◆ Instructions to follow ◆
Would you return the complete listing below word for word?

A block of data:
________________________

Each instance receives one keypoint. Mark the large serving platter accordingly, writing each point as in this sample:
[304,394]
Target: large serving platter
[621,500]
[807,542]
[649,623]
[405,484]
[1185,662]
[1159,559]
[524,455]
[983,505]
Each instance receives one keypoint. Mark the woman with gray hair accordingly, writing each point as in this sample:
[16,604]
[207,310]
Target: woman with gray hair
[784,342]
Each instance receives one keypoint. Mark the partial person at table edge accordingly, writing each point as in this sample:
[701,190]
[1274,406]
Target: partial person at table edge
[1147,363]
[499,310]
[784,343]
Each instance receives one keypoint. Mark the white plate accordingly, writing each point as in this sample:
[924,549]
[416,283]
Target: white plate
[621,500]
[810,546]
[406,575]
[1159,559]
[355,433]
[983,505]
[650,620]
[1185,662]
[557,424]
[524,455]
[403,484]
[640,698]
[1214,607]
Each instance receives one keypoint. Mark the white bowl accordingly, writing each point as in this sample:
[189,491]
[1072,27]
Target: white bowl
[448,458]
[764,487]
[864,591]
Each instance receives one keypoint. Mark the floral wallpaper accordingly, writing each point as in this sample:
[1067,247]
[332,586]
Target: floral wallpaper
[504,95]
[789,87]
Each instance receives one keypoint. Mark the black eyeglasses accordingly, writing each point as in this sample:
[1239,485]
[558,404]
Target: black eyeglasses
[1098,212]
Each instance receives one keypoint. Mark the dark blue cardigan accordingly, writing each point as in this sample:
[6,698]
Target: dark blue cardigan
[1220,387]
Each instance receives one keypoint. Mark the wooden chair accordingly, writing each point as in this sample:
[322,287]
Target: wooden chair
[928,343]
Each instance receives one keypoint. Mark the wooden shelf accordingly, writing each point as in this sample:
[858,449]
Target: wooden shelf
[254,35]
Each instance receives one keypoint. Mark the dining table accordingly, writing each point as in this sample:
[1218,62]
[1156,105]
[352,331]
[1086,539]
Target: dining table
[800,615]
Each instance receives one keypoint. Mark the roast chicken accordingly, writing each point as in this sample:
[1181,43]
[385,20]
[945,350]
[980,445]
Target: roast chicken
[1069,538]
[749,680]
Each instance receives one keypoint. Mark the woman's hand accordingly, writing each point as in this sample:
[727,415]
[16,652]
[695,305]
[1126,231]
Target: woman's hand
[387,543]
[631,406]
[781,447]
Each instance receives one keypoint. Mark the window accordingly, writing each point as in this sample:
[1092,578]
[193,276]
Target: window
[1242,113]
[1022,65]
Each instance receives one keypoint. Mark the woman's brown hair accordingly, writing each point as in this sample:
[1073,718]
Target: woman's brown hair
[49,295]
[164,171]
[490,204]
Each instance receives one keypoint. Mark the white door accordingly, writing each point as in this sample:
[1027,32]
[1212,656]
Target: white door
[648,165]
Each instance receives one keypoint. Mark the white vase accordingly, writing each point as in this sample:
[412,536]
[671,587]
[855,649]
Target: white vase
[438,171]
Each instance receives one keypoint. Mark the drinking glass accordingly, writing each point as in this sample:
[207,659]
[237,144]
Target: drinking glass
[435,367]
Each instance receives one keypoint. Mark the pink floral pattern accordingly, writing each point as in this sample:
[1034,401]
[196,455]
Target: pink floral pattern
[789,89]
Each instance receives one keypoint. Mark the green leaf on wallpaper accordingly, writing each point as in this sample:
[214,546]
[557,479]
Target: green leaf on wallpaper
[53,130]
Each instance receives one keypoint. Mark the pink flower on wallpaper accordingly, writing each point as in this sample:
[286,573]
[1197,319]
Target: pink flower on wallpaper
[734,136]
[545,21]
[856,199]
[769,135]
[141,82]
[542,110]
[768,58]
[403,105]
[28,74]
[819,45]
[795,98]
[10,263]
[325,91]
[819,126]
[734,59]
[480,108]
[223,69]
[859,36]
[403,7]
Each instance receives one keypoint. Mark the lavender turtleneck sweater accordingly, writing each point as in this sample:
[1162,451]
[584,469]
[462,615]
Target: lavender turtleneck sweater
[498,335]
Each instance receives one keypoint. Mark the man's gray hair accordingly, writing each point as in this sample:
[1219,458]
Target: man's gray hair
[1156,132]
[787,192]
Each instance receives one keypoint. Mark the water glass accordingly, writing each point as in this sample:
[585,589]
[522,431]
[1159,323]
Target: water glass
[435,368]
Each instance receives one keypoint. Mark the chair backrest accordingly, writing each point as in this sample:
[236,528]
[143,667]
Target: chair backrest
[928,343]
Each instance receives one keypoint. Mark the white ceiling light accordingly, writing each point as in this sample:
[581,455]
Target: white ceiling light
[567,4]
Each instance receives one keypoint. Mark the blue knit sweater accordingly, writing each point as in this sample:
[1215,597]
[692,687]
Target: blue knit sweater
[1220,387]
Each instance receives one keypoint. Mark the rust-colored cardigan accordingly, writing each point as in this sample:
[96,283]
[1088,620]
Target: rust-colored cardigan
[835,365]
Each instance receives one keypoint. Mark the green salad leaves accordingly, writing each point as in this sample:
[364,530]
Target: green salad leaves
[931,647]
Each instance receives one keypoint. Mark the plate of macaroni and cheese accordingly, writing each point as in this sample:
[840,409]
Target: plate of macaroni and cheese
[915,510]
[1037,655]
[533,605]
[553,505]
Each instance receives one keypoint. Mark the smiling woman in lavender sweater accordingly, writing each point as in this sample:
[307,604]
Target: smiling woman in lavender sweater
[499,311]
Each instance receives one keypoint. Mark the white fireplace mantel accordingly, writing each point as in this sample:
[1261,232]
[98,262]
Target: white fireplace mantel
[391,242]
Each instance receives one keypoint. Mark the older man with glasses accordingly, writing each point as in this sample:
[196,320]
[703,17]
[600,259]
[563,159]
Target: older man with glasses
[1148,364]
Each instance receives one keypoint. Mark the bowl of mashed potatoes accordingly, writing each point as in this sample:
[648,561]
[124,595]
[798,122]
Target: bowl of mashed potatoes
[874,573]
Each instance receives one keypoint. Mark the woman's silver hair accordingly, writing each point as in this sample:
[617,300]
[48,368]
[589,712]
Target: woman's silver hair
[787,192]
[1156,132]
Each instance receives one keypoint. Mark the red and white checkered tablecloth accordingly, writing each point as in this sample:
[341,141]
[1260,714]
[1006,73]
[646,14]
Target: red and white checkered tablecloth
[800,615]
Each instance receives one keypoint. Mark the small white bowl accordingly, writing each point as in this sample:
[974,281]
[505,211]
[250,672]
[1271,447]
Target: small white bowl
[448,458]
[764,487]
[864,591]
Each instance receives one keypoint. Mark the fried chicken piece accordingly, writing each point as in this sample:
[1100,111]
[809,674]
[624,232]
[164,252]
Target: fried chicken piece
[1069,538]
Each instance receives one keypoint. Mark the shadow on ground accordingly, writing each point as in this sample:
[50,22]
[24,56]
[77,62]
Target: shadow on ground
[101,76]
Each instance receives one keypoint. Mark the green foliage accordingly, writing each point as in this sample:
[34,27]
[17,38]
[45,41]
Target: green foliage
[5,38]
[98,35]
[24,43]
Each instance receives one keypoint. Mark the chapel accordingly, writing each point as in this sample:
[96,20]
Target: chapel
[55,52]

________________________

◆ Exercise answer ◆
Each instance receives one keypoint. Mark the large serving platter accordingly, writing each point as in this sample:
[304,394]
Target: large serving platter
[621,500]
[807,542]
[649,623]
[405,484]
[1185,662]
[1159,559]
[524,455]
[983,505]
Each instance receives one keypoint. Mark the woman with gray hair accordingly, writing each point as in this sample:
[16,604]
[207,310]
Target: woman with gray hair
[784,342]
Each instance receives one keypoint. Mark the partial person at table edge accordingly, writing each point as in this sample:
[701,190]
[1274,406]
Target: partial person at table edge
[1147,363]
[499,310]
[784,343]
Each instance receives one keypoint. Mark the white plate accordingly, writing each point as in this sample:
[924,549]
[416,283]
Target: white plate
[621,500]
[810,546]
[406,575]
[1159,559]
[355,433]
[983,505]
[650,620]
[1185,662]
[557,424]
[524,455]
[403,484]
[640,698]
[1214,607]
Each instance receives one keypoint. Mark the white bowl accordingly, writing each point as in this sample:
[189,491]
[1072,27]
Target: white bowl
[448,458]
[764,487]
[864,591]
Each instance receives one keypoint. Mark the floral wallpaper accordingly, writing each point as in this sample:
[1067,247]
[332,586]
Target: floral wallpaper
[504,95]
[789,87]
Each instance receives one keypoint. Mark the black eyeglasses accordingly, writing each point as in this sample:
[1239,485]
[558,404]
Target: black eyeglasses
[1098,212]
Each instance receives one keypoint. Mark the dark blue cardigan accordingly, writing each point as in this sample:
[6,698]
Target: dark blue cardigan
[1220,387]
Each instance receives one keypoint. Mark the wooden chair accordingly, writing each point as in this sample:
[322,287]
Target: wooden chair
[928,343]
Each instance receives one keypoint. Mark the wooden shelf accordingly, writing each point as in this sample:
[858,449]
Target: wooden shelf
[254,35]
Each instance receives one keypoint. Mark the dining table accordingly, writing each point as in this sample:
[1218,62]
[1156,105]
[352,331]
[1086,539]
Target: dining table
[800,615]
Each instance receives one keypoint. Mark the roast chicken accordingly, writing each point as in this sample:
[1181,43]
[385,20]
[945,350]
[980,445]
Target: roast chicken
[1069,538]
[749,680]
Each instance receives one keypoint. Mark the woman's hand accordingly, writing each point as in this sample:
[727,415]
[16,652]
[695,305]
[1126,231]
Target: woman's hand
[387,543]
[631,406]
[781,447]
Each instance receives one keypoint. Mark the window accordingly, writing each point as in this sample:
[1092,578]
[193,276]
Target: window
[1242,113]
[1022,65]
Each instance receives one keypoint. Mark the woman's brown hair accordingly, writing each point as in this sample:
[1073,718]
Target: woman's brown hair
[49,295]
[164,171]
[490,204]
Each instance receives one keypoint. Mark the white door accordingly, writing each point as in this sample:
[1027,32]
[1212,656]
Target: white door
[648,165]
Each instance receives one keypoint. Mark the white vase accordingly, writing each point as in this sample:
[412,536]
[671,587]
[855,649]
Target: white vase
[438,171]
Each instance receives one keypoint. Mark the drinking glass accordingly, writing each point as in this sample:
[207,659]
[237,144]
Target: drinking glass
[435,367]
Each instance receives one keypoint. Mark the pink floral pattern accordingly, writing each point as in this sample:
[1034,401]
[196,455]
Target: pink floral pattern
[789,89]
Each instance receives one keypoint. Mark the green leaf on wallpaper accordingly, writing each point as in this sample:
[214,546]
[557,479]
Target: green leaf on wallpaper
[53,130]
Each instance receives one keypoint. Mark the pink flower on wallpaper accordingly, writing each point as in this sample:
[286,573]
[1197,319]
Target: pink flower on wallpaper
[734,136]
[545,21]
[856,199]
[769,135]
[141,82]
[542,110]
[768,58]
[403,105]
[28,74]
[819,45]
[795,98]
[10,263]
[325,91]
[819,126]
[734,59]
[480,108]
[223,69]
[859,36]
[403,7]
Each instance receives one keypoint. Mark the lavender turtleneck sweater accordingly, writing each point as in this sample:
[1162,451]
[584,469]
[462,615]
Target: lavender turtleneck sweater
[498,335]
Each instance receives one keypoint. Mark the man's gray hair accordingly, writing each point as in this sample:
[1219,458]
Target: man's gray hair
[1156,132]
[787,192]
Each instance receives one keypoint. Mark the water glass accordingly, writing each point as in this sample:
[585,589]
[522,431]
[1159,323]
Target: water glass
[435,368]
Each instance receives one keypoint. Mark the chair backrest accordingly, writing each point as in this sample:
[236,528]
[143,667]
Target: chair backrest
[928,343]
Each instance receives one keypoint. Mark the white ceiling light accordingly, writing each point as in this sample:
[581,455]
Target: white ceiling light
[567,4]
Each instance receives one keypoint. Mark the blue knit sweater accordingly, writing each point as in this sample:
[1215,597]
[692,687]
Target: blue knit sweater
[1220,387]
Each instance receives one keypoint. Mark the rust-colored cardigan accordingly, writing each point as in this sample:
[96,283]
[1088,620]
Target: rust-colored cardigan
[835,365]
Each instance receives one keypoint. Mark the green salad leaves accordingly, writing each point as in this sample:
[364,530]
Target: green salad leaves
[931,647]
Each instance receives one keypoint. Mark the plate of macaroni and cheese accordingly, writing each point as in this sample:
[840,409]
Target: plate of macaroni and cheese
[915,510]
[1037,655]
[533,605]
[553,505]
Each instance receives one keypoint. Mark the smiling woman in lavender sweater accordingly, writing each point as in this sample:
[307,604]
Target: smiling woman in lavender sweater
[499,311]
Each instance receives one keypoint. Mark the white fireplace mantel accordingly, writing each point as in this sample:
[1261,232]
[98,262]
Target: white fireplace mantel
[391,242]
Each instance receives one keypoint. Mark the older man with glasses accordingly, writing each point as in this sample:
[196,320]
[703,17]
[600,259]
[563,159]
Target: older man with glasses
[1148,364]
Each instance receives one keypoint. Mark the bowl of mashed potatoes accordingly, writing each point as in this sample:
[648,561]
[124,595]
[798,122]
Target: bowl of mashed potatoes
[874,573]
Each instance receives one keypoint. Mark the woman's silver hair accordingly, writing each point as in this sample:
[617,300]
[48,368]
[589,712]
Target: woman's silver hair
[787,192]
[1156,132]
Each instance receives one keypoint. Mark the red and white checkered tablecloth accordingly, writing each point as in this sample:
[341,141]
[1260,714]
[1006,73]
[646,14]
Target: red and white checkered tablecloth
[800,615]
Each instance receives one keypoint. Mark the small white bowl accordingly, writing each point as in this sample:
[974,281]
[505,211]
[250,672]
[1271,447]
Target: small white bowl
[448,458]
[764,487]
[864,591]
Each instance receives one keypoint. Mark the fried chicken piece accordingly, writing each point as in this sample:
[1100,111]
[809,674]
[624,232]
[164,252]
Target: fried chicken piece
[1069,538]
Each instance receives one keypoint. Mark the shadow on ground accordingly, writing each point as in this sample:
[50,22]
[24,56]
[77,62]
Target: shadow on ground
[101,76]
Each instance receives one keypoint. Mark the green foliage accordingly, writing each point as in this sample:
[34,27]
[17,38]
[45,41]
Target: green foliage
[5,38]
[98,35]
[24,43]
Each instance receives one keypoint. Mark the chapel accordingly, writing each point as in this sample:
[96,20]
Target: chapel
[55,52]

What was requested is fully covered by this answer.